- **Fragmento original**:
╔══

En los seres vivos existen órganos que nunca descansan: el corazón y los pulmones funcionan sin interrupción desde el momento de nuestro nacimiento hasta nuestra muerte. Para ellos no existe el cansancio porque continuamente sus tejidos se renuevan. Todos hemos observado como se regenera una uña después e haber sufrido un accidente; lo mismo sucede con todos los órganos del cuerpo menos con el cerebro y los nervios.
El tejido nervioso es el mismo desde el nacimiento hasta la muerte y sufre un continuo desgaste que lo vuelve gradualmente mas débil con los años.
La naturaleza es previsora. El corazón no descansa, pero recupera sus tejidos; el sistema nervioso no los recupera, pero descansa. De esta manera se vita su pronto aniquilamiento. El sueño es el encargado de velar por la integridad de las células nerviosas.

╚══

- **Listado proporcionado**:

╔══

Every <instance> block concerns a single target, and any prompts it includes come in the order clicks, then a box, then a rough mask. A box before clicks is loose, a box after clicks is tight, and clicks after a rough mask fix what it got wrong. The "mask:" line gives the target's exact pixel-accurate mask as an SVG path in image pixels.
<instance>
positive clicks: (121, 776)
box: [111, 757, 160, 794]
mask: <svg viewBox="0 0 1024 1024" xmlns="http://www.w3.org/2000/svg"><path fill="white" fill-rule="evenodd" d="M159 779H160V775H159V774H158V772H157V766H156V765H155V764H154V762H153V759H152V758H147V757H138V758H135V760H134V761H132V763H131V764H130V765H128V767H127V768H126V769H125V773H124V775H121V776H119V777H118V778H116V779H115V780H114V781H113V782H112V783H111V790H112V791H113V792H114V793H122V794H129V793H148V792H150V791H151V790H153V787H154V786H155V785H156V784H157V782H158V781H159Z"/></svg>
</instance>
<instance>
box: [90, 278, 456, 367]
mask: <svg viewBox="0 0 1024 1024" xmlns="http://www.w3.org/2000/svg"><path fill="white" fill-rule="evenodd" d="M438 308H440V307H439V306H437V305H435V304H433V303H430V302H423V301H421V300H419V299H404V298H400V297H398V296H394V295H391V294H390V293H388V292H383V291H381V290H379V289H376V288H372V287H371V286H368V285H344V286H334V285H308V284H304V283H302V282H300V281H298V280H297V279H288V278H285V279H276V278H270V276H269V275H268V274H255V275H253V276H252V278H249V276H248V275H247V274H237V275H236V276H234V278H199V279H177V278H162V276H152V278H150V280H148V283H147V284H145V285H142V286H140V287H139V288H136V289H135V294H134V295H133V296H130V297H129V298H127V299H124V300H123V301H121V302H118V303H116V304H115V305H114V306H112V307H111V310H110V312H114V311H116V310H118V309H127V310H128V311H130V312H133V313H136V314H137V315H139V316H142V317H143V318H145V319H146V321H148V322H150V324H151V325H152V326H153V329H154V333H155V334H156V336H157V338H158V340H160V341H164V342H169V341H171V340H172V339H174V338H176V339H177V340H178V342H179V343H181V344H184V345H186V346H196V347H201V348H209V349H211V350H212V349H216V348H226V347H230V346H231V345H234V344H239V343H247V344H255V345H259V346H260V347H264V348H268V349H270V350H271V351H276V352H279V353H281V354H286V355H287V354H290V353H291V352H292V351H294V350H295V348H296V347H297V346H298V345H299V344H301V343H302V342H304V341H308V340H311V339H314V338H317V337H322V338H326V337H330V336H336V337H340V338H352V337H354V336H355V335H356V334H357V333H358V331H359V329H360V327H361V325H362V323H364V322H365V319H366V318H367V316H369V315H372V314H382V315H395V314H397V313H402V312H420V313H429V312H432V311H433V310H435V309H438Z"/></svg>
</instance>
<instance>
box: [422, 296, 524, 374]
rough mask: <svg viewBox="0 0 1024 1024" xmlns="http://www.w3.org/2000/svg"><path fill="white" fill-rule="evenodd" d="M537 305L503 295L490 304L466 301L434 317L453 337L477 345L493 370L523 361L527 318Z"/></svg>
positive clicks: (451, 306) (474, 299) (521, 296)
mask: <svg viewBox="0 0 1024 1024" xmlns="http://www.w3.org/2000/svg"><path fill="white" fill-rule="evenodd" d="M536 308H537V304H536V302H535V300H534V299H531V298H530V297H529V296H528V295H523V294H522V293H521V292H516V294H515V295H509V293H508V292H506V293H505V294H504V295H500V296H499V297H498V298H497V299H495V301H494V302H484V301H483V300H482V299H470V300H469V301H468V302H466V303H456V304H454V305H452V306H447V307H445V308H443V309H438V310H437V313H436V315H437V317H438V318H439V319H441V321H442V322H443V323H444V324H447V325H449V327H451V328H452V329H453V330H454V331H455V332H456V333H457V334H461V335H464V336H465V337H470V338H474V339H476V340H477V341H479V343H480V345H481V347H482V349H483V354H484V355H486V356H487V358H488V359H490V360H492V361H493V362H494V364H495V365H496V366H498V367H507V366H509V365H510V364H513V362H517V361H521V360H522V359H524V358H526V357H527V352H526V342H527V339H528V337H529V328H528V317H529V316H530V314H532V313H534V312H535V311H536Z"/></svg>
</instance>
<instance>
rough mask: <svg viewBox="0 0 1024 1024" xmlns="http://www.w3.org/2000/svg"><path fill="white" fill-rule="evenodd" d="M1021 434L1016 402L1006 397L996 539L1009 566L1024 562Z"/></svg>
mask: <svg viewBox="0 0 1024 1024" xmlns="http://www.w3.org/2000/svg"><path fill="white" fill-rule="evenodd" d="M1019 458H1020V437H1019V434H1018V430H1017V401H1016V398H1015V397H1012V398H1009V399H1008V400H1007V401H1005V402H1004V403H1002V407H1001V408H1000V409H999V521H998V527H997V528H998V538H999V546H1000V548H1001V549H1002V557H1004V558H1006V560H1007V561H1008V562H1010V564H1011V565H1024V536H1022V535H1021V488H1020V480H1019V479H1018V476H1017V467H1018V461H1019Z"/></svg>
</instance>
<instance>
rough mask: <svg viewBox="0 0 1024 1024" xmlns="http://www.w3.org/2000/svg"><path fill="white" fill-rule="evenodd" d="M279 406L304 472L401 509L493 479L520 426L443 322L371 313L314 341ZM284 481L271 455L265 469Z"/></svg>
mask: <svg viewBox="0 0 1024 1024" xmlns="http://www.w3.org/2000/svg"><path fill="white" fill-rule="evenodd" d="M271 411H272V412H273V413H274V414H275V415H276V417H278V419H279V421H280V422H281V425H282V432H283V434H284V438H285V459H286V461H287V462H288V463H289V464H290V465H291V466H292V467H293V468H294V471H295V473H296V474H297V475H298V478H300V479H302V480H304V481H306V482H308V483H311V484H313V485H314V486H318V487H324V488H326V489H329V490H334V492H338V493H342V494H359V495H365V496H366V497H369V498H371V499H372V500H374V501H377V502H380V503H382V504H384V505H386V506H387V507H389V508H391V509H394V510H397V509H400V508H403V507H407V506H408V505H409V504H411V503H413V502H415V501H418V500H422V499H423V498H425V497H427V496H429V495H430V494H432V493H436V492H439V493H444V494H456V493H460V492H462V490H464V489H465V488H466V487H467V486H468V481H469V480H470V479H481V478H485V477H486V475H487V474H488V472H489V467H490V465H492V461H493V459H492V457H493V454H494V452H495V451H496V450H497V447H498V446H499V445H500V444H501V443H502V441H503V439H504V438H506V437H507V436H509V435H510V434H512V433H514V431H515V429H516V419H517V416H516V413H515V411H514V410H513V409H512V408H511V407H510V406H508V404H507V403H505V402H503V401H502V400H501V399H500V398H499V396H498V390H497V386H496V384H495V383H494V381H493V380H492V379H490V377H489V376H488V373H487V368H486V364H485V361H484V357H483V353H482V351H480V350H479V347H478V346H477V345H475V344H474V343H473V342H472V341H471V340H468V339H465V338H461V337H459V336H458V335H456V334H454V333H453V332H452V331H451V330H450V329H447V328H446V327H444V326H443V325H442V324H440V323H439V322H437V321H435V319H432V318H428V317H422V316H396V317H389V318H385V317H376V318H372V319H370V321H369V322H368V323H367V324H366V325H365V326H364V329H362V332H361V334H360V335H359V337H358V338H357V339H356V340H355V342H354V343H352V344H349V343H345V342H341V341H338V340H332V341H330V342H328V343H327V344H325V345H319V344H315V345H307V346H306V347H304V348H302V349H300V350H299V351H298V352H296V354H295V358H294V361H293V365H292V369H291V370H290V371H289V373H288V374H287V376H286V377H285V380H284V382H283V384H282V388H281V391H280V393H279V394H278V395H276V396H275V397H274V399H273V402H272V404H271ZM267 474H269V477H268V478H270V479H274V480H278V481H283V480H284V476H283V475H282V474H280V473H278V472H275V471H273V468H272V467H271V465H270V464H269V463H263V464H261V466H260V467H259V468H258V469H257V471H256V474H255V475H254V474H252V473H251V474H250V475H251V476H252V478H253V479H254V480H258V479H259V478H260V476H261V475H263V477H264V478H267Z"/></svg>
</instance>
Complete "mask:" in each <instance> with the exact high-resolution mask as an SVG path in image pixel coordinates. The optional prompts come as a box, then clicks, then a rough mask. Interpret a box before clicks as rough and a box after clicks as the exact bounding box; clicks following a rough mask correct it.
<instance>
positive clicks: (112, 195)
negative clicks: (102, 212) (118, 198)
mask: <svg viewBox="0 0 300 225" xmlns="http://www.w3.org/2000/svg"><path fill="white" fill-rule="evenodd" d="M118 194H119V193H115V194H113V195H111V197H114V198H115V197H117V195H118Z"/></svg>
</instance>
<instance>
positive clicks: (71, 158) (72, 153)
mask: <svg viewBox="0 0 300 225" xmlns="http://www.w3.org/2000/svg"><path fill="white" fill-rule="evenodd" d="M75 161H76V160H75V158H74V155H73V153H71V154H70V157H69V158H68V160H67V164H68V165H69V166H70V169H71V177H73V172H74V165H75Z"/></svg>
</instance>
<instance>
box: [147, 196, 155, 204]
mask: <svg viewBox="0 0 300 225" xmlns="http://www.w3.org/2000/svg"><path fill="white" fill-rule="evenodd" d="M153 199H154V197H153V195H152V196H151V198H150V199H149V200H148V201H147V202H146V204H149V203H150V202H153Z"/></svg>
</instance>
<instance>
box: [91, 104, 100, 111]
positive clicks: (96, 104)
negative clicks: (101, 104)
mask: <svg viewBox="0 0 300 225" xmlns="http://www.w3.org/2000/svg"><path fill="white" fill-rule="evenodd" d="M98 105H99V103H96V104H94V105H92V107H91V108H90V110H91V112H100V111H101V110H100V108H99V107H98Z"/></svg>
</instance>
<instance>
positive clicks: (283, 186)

╚══

- **Qué hacer**:
A: Responde estas preguntas a partir del fragmento original:
(i) ¿Qué dos órganos funcionan sin interrupción desde el nacimiento hasta la muerte?
(ii) ¿Qué le ocurre al tejido nervioso con los años?
(iii) ¿Qué se encarga de velar por la integridad de las células nerviosas?
B: Reproduce sin cambios todo el pasaje del fragmento original que va desde "En los seres" hasta "con los años.", ambos incluidos.
C: Enumera todas las partes del cuerpo que se nombran en el primer párrafo del fragmento original.

- **Resultados esperados**:
A:
(i) El corazón y los pulmones.
(ii) Sufre un continuo desgaste que lo vuelve gradualmente más débil.
(iii) El sueño.

B:
En los seres vivos existen órganos que nunca descansan: el corazón y los pulmones funcionan sin interrupción desde el momento de nuestro nacimiento hasta nuestra muerte. Para ellos no existe el cansancio porque continuamente sus tejidos se renuevan. Todos hemos observado como se regenera una uña después e haber sufrido un accidente; lo mismo sucede con todos los órganos del cuerpo menos con el cerebro y los nervios.
El tejido nervioso es el mismo desde el nacimiento hasta la muerte y sufre un continuo desgaste que lo vuelve gradualmente mas débil con los años.

C:
- corazón
- pulmones
- uña
- cerebro
- nervios